When the urotensin II receptor is activated it also promotes beta arrestin translocation. Beta arrestin is important for ceasing the response of a receptor to a stimuli. Beta arrestin also brings with it other proteins that internalize the receptor which also helps in desensitizing the cell to the stimuli.

== Tissue distribution ==

Based on RT-PCR techniques the urotensin II receptor appears to be expressed throughout the entire brain. On the other hand, when using in situ hybridization technique which is less sensitive but provides more information of the anatomical location urotensin II receptor mRNA was shown to be restricted to the brainstem cholinergic neurons of the laterodorsal tegmental (LDT) and the pedunculopontine tegmental nuclei (PPT) both of which are important for REM sleep. These two different results are because urotensin II receptor can also be found in blood vessels which is what the sensitive RT-PCR technique was likely detecting. Urotensin II receptors are also found in the cholinergic neurons of the spinal cord indicating some type of motor function.

Urotensin II receptors have also been found in other peripheral tissues and blood vessels. This suggests some effects on the cardiovascular system.

== Function ==

=== CNS ===

When the urotensin II receptor is activated through an intracerebroventricular (icv) injection of urotensin II it causes an increase of corticotropin releasing factor through the activation of the hypothalamic paraventricular neurons (PVN) which lead to increased plasma levels of adrenocorticotropic hormones. C-fos levels which go up whenever there is an increase in neural activity were detected in the brain 20 minutes after the urotensin II was injected. The stimulation of the PVN by the activation of urotensin II receptor means that it directly affects the hypothalamus pituitary axis (HPA) which is important in the regulation of many important body functions. Rats also exhibit many stress related behaviors when injected with urotensin II such as pacing and fidgeting in familiar environments.

REM sleep is controlled by the cholinergic neurons in the PPT and LDT. Local injection of urotensin II into the PPT to leads to increased REM sleep episodes where the firing of the cholinergic neurons was observed through electrophysiological studies. The studies also showed there was no effect on the non-cholinergic neurons. Wakefulness and slow wave sleep were not affected by the activation of the urotensin II receptor.

=== Cardiovascular ===

Short term effects of the activation of the urotensin II receptor is the burst intercellular calcium in the aorta which causes vasoconstriction of the vessel. There is also evidence that there are long term effects of the activation of the urotensin II receptor which could play a role in cardiomyocytic hypertrophy.

## Entries shown

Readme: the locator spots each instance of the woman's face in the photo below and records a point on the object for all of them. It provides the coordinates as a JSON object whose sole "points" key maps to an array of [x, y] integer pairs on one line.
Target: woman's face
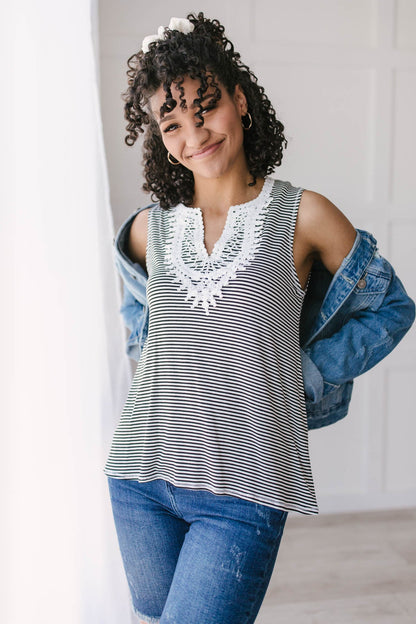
{"points": [[211, 150]]}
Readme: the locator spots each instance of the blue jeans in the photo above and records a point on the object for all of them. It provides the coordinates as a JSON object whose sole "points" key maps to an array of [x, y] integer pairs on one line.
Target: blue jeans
{"points": [[191, 556]]}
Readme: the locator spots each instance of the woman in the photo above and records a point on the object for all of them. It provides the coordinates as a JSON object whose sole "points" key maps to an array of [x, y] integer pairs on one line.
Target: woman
{"points": [[211, 452]]}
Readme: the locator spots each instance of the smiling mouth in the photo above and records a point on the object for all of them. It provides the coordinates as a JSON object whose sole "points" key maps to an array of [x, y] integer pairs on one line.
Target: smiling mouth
{"points": [[207, 151]]}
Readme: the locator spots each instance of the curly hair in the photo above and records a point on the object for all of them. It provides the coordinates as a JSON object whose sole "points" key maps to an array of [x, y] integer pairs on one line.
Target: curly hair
{"points": [[207, 55]]}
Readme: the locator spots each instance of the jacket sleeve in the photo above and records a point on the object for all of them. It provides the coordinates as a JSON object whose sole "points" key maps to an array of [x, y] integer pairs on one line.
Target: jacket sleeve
{"points": [[368, 334], [133, 314]]}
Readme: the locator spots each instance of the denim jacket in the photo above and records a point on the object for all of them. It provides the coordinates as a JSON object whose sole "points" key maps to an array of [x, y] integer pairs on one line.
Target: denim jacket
{"points": [[350, 320]]}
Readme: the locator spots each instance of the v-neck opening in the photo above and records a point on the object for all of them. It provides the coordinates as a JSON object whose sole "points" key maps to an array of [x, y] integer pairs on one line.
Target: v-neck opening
{"points": [[219, 243]]}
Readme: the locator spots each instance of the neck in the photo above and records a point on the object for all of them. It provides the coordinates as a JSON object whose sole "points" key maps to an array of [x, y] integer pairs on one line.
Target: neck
{"points": [[216, 195]]}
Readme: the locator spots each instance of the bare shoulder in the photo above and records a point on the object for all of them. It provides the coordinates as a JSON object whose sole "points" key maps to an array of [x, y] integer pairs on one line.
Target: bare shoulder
{"points": [[137, 244], [323, 230]]}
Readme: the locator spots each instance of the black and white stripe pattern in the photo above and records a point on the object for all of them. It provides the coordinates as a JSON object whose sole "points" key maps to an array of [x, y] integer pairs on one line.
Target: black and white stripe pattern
{"points": [[217, 400]]}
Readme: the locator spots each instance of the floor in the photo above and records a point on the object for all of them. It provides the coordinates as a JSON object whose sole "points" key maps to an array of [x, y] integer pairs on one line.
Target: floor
{"points": [[353, 568]]}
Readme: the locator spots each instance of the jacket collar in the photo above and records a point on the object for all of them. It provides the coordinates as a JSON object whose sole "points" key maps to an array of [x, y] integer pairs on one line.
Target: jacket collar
{"points": [[345, 279]]}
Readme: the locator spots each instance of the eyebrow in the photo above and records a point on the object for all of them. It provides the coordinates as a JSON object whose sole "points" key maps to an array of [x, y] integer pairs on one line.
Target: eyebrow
{"points": [[193, 106]]}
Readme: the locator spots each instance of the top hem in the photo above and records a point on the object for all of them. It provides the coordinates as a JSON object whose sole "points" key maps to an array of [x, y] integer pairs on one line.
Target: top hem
{"points": [[227, 491]]}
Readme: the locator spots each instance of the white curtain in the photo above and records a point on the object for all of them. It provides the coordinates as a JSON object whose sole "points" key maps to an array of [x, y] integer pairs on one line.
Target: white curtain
{"points": [[64, 371]]}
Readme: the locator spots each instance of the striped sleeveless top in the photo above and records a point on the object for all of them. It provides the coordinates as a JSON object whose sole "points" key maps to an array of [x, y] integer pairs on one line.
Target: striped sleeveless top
{"points": [[217, 398]]}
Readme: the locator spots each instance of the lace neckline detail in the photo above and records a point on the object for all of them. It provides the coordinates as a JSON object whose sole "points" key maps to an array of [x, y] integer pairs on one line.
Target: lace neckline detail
{"points": [[204, 275]]}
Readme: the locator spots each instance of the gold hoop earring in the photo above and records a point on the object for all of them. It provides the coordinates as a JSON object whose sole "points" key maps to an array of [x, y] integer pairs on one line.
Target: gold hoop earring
{"points": [[250, 121], [172, 162]]}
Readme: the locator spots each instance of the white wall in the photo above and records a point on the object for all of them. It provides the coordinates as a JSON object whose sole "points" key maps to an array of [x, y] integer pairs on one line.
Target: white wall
{"points": [[342, 77]]}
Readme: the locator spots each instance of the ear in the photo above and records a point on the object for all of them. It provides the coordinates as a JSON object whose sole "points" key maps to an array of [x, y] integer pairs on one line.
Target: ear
{"points": [[240, 100]]}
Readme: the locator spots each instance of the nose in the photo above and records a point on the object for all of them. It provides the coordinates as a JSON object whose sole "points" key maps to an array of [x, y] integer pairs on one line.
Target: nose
{"points": [[196, 136]]}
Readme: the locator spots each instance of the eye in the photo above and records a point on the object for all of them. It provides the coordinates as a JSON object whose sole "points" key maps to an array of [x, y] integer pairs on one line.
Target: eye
{"points": [[207, 108], [171, 127]]}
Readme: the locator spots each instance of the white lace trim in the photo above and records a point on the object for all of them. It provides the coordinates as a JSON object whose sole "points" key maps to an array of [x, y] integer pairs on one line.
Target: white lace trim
{"points": [[204, 275]]}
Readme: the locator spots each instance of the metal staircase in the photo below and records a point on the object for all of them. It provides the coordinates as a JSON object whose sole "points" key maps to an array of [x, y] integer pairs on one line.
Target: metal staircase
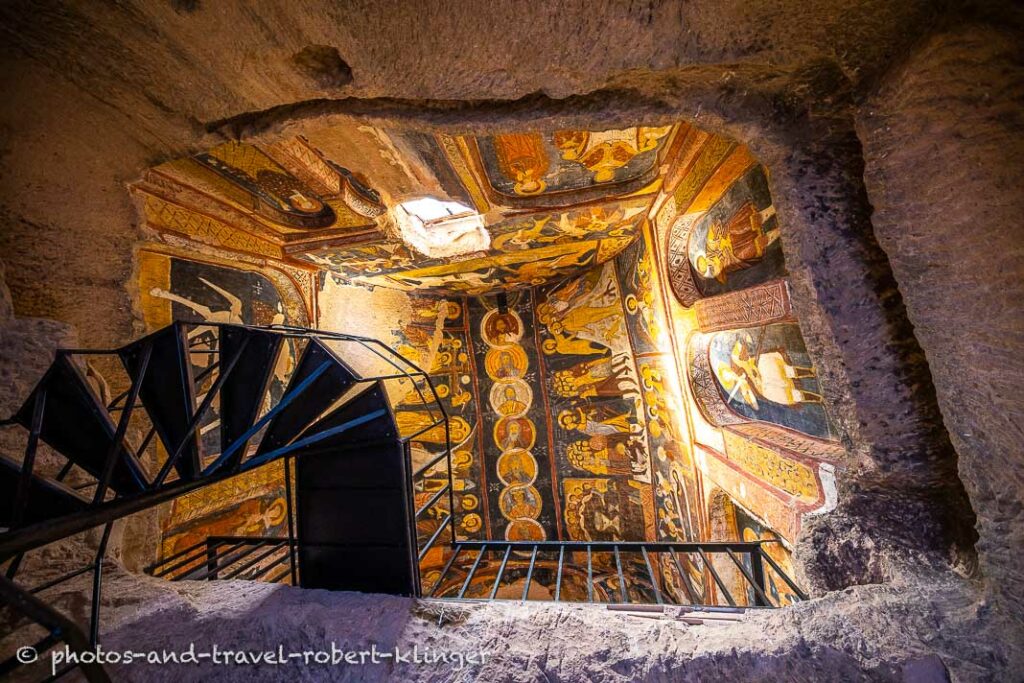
{"points": [[206, 402], [367, 510]]}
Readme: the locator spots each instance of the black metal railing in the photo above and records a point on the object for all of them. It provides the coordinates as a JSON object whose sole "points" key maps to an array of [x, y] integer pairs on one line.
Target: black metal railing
{"points": [[227, 557], [104, 505], [657, 572]]}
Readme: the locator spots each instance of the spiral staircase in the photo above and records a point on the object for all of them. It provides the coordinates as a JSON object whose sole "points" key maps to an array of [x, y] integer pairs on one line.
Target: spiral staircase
{"points": [[369, 509], [206, 402]]}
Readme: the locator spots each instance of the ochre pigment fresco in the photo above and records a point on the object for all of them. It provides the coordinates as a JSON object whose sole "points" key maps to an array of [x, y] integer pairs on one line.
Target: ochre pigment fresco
{"points": [[524, 252], [731, 246], [173, 288], [568, 161], [760, 374], [624, 343], [515, 426], [437, 340]]}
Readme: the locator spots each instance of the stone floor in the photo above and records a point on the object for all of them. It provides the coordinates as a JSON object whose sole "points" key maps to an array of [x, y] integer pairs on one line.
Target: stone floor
{"points": [[932, 629]]}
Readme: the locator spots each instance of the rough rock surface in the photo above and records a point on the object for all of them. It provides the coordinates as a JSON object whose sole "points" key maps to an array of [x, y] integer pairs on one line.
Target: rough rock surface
{"points": [[955, 240], [925, 631], [918, 100]]}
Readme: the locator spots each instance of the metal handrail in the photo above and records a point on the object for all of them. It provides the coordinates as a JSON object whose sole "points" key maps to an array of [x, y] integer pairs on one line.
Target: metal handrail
{"points": [[754, 577], [103, 510]]}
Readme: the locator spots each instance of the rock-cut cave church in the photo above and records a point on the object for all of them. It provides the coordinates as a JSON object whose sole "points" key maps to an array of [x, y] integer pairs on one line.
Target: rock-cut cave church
{"points": [[543, 341]]}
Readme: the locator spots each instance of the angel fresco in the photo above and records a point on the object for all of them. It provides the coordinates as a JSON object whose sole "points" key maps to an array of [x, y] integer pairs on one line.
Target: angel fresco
{"points": [[600, 420], [605, 377], [735, 244], [766, 374]]}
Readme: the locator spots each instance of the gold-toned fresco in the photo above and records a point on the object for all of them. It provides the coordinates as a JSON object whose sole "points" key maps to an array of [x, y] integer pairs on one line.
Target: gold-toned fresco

## Exercise 1
Summarize the urotensin II receptor passage in two sentences.
## Exercise 2
Reproduce the part of the urotensin II receptor passage that opens with the words containing "When the urotensin II receptor is activated through" and closes with "in familiar environments.".
Rely only on the urotensin II receptor passage, not on the data.

## Expected output 1
Urotensin II receptor mRNA has been located in the brainstem cholinergic neurons of the LDT and PPT, and the receptor is also found in spinal cord cholinergic neurons, peripheral tissues and blood vessels. Activating the receptor raises corticotropin releasing factor through the PVN, increases REM sleep episodes, and causes a burst of intercellular calcium in the aorta that constricts the vessel.

## Expected output 2
When the urotensin II receptor is activated through an intracerebroventricular (icv) injection of urotensin II it causes an increase of corticotropin releasing factor through the activation of the hypothalamic paraventricular neurons (PVN) which lead to increased plasma levels of adrenocorticotropic hormones. C-fos levels which go up whenever there is an increase in neural activity were detected in the brain 20 minutes after the urotensin II was injected. The stimulation of the PVN by the activation of urotensin II receptor means that it directly affects the hypothalamus pituitary axis (HPA) which is important in the regulation of many important body functions. Rats also exhibit many stress related behaviors when injected with urotensin II such as pacing and fidgeting in familiar environments.